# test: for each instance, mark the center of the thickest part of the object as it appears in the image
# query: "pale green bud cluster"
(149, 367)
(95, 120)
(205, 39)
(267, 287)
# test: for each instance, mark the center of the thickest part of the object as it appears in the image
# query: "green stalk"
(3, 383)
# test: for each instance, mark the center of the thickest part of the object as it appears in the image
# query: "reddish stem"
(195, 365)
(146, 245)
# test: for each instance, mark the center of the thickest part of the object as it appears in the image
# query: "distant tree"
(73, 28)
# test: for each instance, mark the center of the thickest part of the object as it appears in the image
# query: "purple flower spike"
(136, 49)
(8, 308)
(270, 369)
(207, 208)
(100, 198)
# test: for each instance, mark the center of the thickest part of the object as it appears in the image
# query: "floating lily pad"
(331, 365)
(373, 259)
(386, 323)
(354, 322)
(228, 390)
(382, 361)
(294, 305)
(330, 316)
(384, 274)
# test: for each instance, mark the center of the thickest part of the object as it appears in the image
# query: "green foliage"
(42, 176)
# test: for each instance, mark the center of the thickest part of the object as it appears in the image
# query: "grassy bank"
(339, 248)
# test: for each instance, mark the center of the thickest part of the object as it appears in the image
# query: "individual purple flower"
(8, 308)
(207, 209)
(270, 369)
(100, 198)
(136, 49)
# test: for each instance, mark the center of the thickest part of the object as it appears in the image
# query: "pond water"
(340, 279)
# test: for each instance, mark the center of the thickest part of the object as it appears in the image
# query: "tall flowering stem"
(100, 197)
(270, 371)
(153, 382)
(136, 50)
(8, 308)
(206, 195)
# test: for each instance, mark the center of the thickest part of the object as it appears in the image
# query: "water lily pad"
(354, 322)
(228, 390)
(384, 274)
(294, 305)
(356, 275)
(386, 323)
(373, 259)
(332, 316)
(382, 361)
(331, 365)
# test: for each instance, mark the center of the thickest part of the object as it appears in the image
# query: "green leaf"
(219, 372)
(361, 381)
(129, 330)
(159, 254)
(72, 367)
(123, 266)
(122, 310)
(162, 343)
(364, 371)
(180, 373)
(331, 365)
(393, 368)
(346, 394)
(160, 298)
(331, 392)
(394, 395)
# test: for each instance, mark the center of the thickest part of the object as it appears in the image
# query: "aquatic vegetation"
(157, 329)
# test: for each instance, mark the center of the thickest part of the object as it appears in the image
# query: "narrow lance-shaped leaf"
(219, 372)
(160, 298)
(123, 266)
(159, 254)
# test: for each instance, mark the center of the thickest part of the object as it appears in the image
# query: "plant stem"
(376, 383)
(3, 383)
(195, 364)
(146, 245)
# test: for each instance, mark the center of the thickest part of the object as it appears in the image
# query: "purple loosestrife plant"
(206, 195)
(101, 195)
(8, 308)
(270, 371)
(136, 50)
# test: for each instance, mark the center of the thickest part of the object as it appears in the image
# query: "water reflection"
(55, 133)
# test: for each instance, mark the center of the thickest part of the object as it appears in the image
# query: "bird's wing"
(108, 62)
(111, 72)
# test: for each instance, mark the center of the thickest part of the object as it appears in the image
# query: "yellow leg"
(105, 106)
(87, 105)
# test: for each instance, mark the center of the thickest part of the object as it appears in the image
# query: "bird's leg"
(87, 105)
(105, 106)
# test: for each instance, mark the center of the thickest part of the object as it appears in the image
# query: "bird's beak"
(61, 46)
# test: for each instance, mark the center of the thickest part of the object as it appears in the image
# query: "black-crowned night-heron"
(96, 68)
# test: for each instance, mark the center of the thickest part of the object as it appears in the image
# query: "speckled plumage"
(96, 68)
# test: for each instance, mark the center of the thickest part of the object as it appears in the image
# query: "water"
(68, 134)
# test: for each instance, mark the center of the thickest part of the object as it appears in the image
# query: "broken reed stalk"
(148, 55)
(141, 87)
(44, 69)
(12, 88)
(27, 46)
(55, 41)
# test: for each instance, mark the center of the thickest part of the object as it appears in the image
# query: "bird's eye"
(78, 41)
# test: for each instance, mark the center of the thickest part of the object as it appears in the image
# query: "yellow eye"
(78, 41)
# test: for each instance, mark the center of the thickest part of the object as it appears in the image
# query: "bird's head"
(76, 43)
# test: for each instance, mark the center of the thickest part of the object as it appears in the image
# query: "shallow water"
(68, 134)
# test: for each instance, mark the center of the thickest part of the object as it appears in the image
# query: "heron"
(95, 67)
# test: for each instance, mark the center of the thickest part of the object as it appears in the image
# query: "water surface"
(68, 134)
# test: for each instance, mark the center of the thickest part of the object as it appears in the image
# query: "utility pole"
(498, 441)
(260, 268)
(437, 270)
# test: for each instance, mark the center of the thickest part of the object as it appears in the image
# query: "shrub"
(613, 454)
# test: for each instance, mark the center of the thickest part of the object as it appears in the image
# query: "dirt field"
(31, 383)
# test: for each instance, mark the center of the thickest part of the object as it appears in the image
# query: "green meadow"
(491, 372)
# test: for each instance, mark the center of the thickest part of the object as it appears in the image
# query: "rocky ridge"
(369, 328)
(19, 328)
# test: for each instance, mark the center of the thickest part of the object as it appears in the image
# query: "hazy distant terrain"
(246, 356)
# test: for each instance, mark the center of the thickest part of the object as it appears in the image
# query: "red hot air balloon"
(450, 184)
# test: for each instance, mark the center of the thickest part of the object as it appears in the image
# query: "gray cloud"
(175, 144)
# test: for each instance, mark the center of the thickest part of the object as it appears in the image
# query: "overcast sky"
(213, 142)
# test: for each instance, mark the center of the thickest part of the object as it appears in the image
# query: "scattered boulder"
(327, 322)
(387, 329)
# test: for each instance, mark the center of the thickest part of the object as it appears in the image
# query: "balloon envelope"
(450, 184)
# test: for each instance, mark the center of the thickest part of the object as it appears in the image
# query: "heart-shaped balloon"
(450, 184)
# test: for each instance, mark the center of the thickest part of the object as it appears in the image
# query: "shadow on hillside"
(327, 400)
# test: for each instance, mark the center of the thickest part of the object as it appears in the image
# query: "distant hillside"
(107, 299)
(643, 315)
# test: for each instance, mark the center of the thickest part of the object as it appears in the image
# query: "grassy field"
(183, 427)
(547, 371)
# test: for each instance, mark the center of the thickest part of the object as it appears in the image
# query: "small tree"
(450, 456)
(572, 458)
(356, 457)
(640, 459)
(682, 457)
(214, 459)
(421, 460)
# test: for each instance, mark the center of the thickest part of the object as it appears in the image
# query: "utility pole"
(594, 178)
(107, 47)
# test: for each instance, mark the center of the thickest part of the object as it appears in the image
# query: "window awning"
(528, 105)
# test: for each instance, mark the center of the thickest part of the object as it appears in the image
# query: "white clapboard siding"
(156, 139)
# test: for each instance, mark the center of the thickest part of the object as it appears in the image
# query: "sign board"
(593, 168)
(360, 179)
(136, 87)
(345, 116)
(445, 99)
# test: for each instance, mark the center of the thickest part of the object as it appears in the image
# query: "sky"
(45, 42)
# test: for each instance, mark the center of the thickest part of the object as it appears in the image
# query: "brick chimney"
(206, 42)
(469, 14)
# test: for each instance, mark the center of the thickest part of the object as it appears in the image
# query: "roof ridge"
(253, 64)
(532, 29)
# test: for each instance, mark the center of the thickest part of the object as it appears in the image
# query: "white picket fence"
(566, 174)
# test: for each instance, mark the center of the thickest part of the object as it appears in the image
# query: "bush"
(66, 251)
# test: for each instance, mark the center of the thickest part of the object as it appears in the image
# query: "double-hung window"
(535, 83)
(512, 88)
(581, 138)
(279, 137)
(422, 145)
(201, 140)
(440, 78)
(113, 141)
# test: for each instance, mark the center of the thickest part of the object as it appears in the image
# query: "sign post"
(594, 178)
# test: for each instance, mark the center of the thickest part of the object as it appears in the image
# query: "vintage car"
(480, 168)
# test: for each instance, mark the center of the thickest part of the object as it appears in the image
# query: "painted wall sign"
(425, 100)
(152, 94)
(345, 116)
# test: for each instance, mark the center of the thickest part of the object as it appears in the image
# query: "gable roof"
───
State how many lines of the data above contain the string "plant". Give only the number.

2